Supplied records
_ _ _ _ _ _ _

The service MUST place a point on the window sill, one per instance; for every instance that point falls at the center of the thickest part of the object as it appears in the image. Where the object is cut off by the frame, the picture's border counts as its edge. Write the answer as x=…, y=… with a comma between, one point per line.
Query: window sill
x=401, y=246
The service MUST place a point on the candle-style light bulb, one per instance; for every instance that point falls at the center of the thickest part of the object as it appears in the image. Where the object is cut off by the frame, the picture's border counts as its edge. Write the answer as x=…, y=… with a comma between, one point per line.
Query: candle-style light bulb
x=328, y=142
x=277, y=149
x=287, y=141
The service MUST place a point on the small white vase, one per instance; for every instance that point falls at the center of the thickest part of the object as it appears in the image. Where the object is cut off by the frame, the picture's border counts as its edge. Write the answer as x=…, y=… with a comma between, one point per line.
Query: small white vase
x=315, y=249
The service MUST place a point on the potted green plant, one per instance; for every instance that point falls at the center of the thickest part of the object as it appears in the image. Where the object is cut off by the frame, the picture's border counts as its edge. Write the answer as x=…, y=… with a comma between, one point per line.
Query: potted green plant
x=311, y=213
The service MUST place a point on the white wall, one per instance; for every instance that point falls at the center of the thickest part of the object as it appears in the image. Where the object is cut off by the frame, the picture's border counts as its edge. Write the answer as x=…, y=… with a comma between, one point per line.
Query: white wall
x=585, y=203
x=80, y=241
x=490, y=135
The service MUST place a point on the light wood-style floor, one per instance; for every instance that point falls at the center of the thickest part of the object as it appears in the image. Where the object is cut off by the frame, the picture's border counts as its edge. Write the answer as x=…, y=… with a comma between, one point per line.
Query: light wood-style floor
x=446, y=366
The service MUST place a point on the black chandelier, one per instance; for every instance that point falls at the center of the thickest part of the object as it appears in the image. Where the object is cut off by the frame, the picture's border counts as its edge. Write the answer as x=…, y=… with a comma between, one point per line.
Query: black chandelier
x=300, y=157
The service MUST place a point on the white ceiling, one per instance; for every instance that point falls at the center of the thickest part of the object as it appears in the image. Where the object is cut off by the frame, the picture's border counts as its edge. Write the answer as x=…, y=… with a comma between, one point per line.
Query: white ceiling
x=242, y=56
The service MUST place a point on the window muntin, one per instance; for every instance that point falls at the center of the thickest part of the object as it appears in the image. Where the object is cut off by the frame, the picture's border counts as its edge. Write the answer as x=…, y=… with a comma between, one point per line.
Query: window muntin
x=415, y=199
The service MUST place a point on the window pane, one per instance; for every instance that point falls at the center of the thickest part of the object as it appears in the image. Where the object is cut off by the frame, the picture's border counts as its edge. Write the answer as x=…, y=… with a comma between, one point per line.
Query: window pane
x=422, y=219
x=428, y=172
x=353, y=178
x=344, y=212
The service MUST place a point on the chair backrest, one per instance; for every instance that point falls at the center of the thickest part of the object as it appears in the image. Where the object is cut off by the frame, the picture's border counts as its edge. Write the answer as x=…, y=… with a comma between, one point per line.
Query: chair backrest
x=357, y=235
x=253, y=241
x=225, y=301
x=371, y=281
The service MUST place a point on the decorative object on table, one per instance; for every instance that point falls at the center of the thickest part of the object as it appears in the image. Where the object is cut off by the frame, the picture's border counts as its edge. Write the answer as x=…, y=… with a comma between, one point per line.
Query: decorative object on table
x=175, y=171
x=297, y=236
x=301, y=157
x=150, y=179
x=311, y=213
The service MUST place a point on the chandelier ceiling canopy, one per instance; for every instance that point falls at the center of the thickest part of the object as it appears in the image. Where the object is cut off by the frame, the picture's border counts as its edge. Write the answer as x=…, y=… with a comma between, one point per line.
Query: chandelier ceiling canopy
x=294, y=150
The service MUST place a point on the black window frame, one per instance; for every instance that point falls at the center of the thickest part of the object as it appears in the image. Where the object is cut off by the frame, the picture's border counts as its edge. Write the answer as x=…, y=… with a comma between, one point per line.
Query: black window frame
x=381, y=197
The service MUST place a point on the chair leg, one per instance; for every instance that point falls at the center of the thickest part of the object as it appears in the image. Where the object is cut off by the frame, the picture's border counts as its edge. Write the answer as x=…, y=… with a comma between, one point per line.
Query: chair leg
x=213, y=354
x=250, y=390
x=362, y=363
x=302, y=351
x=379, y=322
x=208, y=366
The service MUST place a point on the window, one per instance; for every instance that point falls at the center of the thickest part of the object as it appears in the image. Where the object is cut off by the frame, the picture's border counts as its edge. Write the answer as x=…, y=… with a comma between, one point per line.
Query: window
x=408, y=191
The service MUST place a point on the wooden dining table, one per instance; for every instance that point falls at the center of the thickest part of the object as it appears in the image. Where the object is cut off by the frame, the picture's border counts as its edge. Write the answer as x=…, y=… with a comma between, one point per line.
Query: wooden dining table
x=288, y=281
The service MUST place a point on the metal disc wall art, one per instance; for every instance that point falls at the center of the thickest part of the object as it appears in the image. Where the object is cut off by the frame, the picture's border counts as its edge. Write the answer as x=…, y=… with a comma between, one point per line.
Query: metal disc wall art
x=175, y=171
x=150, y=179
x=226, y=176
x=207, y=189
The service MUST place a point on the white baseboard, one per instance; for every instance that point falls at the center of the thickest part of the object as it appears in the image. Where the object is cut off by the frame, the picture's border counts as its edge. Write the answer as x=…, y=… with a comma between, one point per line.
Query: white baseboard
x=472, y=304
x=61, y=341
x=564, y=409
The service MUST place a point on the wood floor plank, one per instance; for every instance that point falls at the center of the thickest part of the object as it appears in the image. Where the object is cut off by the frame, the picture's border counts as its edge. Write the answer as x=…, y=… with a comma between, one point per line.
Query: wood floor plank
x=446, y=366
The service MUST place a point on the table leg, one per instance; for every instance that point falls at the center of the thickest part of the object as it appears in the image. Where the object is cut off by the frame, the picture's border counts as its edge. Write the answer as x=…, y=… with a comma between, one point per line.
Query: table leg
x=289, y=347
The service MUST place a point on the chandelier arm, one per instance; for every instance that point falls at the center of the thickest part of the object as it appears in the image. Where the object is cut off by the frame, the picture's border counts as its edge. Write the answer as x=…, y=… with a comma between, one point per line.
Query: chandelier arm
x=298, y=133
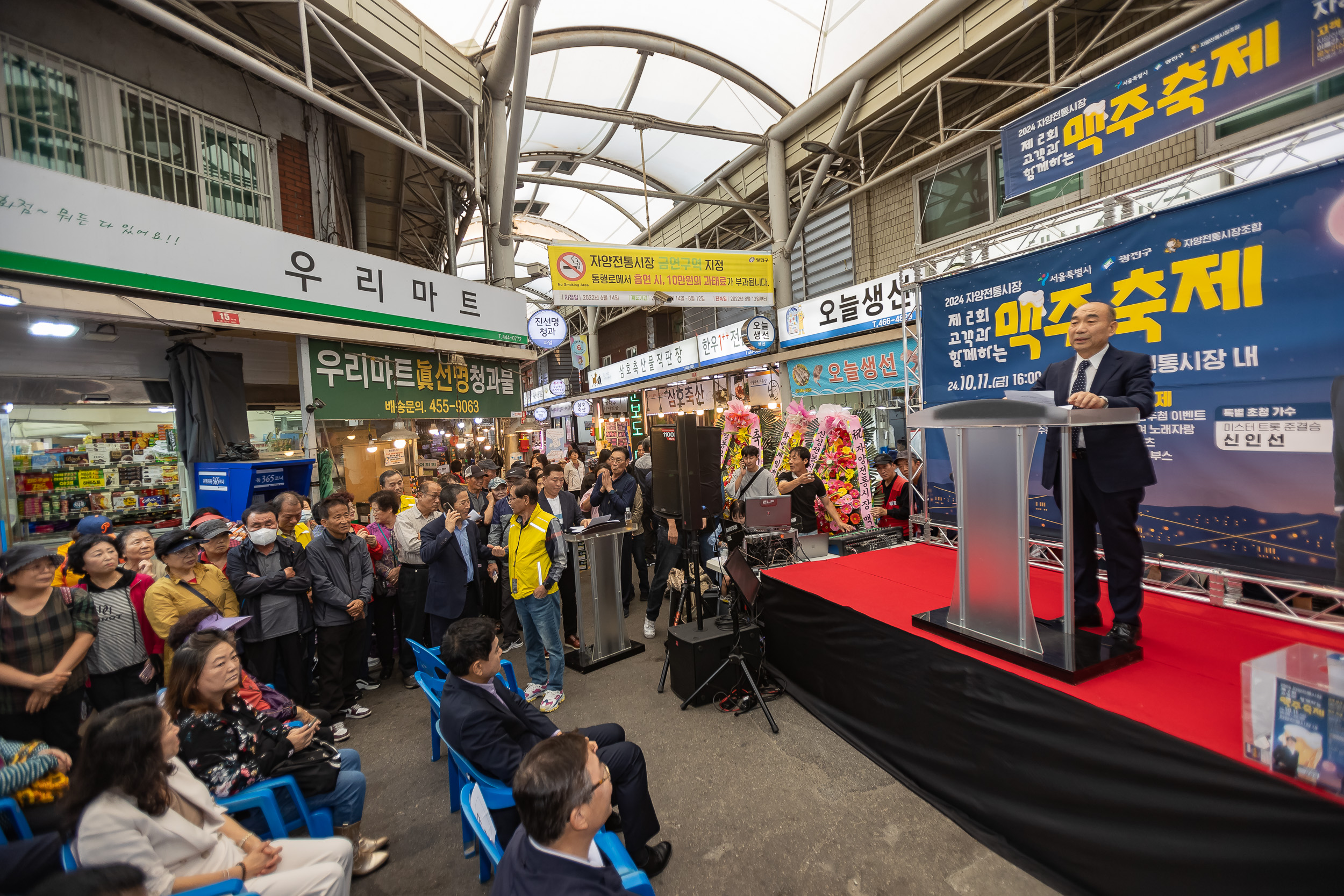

_ _ _ _ _ _ _

From the line containing "Query: metal disc wall art" down to the last line of the data, print every line exactly and nothing else. Pictures stay out of the copy.

Reply to the task
Query: metal disc wall art
x=175, y=171
x=150, y=179
x=226, y=176
x=207, y=189
The service MUST place a point on the white baseboard, one per instance; for every instance that point falls at the center of the thickest part of the object as it appears in the image. Where the object is cut off by the frame, the picture's border counts as its edge. Write the answer as x=…, y=… with a comma between, one point per line.
Query: white baseboard
x=472, y=304
x=61, y=341
x=564, y=409
The service MUST place a point on the wood floor plank, one per instance; for every instance that point falls at the center of the thickest part of the object as it appears in the image. Where the object is cut off by the frame, the picture's border counts as its edge. Write the answer as x=…, y=… with a comma between, one point per line.
Query: wood floor plank
x=446, y=366
The service MUST place a point on the table leg, one per instance; for every instance that point falls at the center of the thickest part of the object as it appears in the image. Where the object is cut off by the frame, the picture's border counts as its edge. Write the answer as x=…, y=… with a comma between, one point per line.
Query: table leg
x=289, y=347
The service MUST place a point on the chandelier arm, one per instance; for every instance that point falls at the center of the thickest part of the object as it appears in the image. Where the object is cut off by the frame, the picture's border counts as its edge. Write the answer as x=…, y=… with a comma between, one point per line.
Query: chandelier arm
x=298, y=133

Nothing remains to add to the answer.